It is no objection that complainant cannot put Jacks entirely in statu quo on recision. The change in the condition of the property was brought about by persuasion to accomplish a transaction in which. Jacks was a party, and before the fraud was discovered, and by the action of complainant in a matter she did not understand.
When courts can not place parties wholly in statu quo, they are not thereby precluded from granting relief against fraud. They may proceed to do so as nearly as possible, and make compensation. It would disclose a very gross inadequacy in our system of remedial justice if, in this case, taking the bill as true, Jacks could continue to enjoy the fruits of a transaction by which, with full notice of her rights, he had acquired almost the whole estate of an infant for a consideration so grossly inadequate. He should answer the bill, and may, by leave of the court below, under sec. 4571, Gantt’s Dig., bring in all parties necessary to his protection with regard to the subject-matter of the litigation. The bill seems to concede the right of the father, under the laws of Kentucky, to forty per cent, of the proceeds of the Louisville sales. The subject-matter of the suit, in this view, is sixty per cent, of the fund which Jacks received from the guardian. It is not meant here to decide upon this point, nor is it necessary.

##########

### COMPLETE THE FOLLOWING
(1) In the opinion excerpt, what share of the proceeds of the Louisville sales does the bill seem to concede to the father under Kentucky law?
(2) Reproduce everything in the opinion excerpt from "It is no objection" down to "did not understand.".

##########

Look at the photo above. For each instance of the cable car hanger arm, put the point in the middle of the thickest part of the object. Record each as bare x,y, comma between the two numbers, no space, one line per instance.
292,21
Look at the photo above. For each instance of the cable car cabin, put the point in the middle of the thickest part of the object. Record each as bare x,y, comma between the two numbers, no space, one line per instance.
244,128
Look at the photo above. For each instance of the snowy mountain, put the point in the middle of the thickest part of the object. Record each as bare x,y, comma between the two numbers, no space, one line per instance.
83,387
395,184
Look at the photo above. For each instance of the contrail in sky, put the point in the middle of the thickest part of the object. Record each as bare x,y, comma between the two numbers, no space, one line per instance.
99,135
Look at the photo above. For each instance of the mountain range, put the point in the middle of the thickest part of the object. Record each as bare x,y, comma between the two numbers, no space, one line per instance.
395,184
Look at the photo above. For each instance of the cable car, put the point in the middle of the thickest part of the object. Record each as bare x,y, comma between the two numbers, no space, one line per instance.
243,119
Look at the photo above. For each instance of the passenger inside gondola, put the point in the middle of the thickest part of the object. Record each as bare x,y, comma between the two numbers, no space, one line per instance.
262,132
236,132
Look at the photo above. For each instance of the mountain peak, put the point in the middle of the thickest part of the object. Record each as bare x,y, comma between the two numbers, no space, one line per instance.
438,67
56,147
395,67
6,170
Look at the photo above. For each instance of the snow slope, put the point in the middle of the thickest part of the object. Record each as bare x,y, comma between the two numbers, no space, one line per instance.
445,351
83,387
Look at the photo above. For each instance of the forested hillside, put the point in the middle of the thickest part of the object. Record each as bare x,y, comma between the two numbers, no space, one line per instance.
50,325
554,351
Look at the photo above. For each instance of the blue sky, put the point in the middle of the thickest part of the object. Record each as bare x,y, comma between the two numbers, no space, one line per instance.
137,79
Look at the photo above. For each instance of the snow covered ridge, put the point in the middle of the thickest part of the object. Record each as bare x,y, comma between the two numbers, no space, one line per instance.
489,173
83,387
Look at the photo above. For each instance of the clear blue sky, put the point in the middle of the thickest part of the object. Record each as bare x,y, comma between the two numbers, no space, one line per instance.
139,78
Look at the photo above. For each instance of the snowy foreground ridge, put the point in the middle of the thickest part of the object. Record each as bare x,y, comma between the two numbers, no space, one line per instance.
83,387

##########

### SOLUTIONS TO THE PROBLEMS
(1) Forty percent.

(2)
It is no objection that complainant cannot put Jacks entirely in statu quo on recision. The change in the condition of the property was brought about by persuasion to accomplish a transaction in which. Jacks was a party, and before the fraud was discovered, and by the action of complainant in a matter she did not understand.